Australian composer (born 1932)

Elizabeth Margaret Beath, née Eardley, (born 19 November 1932) is an Australian composer, pianist, and music educator.

==Life and career==
Betty Beath was born in Bundaberg, Queensland, and began piano lessons at the age of three. She was twice a finalist in the ABC Concerto competition when in her teens. In 1950, she was awarded a University of Queensland Music Scholarship, which took her to study under the composer and pianist Frank Hutchens at the Sydney Conservatorium of Music and also at the Queensland Conservatorium, with Max Olding and Janet Delpratt.

After completing her education, Beath settled in Brisbane and took positions as an accompanist and later teacher at Queensland Conservatorium and was Head of Music at St. Margaret's Girls' School, Brisbane. She is an Examiner with the Australian Music Examinations Board. Beath received a Southeast Asian Fellowship from the Australia Council in 1974 to conduct research in Bali and Java. She is married to author/illustrator, David Cox.

> **Work instruction A**
Summarize the text on Betty Beath in two sentences.
> **Work instruction B**
According to the text on Betty Beath, who is she married to?
The records that follow come from a separate source.

> **Dataset excerpts**
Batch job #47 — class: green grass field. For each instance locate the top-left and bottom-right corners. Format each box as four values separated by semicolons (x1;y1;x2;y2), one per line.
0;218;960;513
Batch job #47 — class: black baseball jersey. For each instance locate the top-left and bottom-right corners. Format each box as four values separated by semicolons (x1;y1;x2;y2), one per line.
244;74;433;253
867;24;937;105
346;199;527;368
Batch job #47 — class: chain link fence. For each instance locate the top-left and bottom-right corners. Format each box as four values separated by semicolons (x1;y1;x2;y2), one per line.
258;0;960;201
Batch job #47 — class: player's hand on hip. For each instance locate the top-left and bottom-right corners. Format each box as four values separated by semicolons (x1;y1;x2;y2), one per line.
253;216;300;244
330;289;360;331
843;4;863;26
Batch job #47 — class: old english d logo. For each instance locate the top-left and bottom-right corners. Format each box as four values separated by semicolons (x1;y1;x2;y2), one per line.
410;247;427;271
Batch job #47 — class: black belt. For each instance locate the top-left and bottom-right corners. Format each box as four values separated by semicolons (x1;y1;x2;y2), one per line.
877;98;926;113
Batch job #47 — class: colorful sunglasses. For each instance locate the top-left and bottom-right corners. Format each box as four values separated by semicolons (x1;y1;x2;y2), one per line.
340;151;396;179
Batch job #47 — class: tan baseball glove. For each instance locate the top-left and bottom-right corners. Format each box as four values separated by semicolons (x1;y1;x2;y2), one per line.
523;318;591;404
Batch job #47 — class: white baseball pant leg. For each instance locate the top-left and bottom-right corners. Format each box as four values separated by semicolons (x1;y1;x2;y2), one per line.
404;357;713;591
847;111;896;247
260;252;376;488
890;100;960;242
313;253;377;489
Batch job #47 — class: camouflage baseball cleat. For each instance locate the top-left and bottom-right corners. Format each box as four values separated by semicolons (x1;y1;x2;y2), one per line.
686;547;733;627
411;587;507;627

> **Reply A**
Betty Beath, born Elizabeth Margaret Eardley in Bundaberg, Queensland, on 19 November 1932, is an Australian composer, pianist, and music educator who started piano at age three and studied at the Sydney and Queensland Conservatoriums on a 1950 University of Queensland Music Scholarship. She later worked in Brisbane as an accompanist and teacher at the Queensland Conservatorium and as Head of Music at St. Margaret's Girls' School, is an Examiner with the Australian Music Examinations Board, and received a 1974 Australia Council fellowship for research in Bali and Java.

> **Reply B**
She is married to author and illustrator David Cox.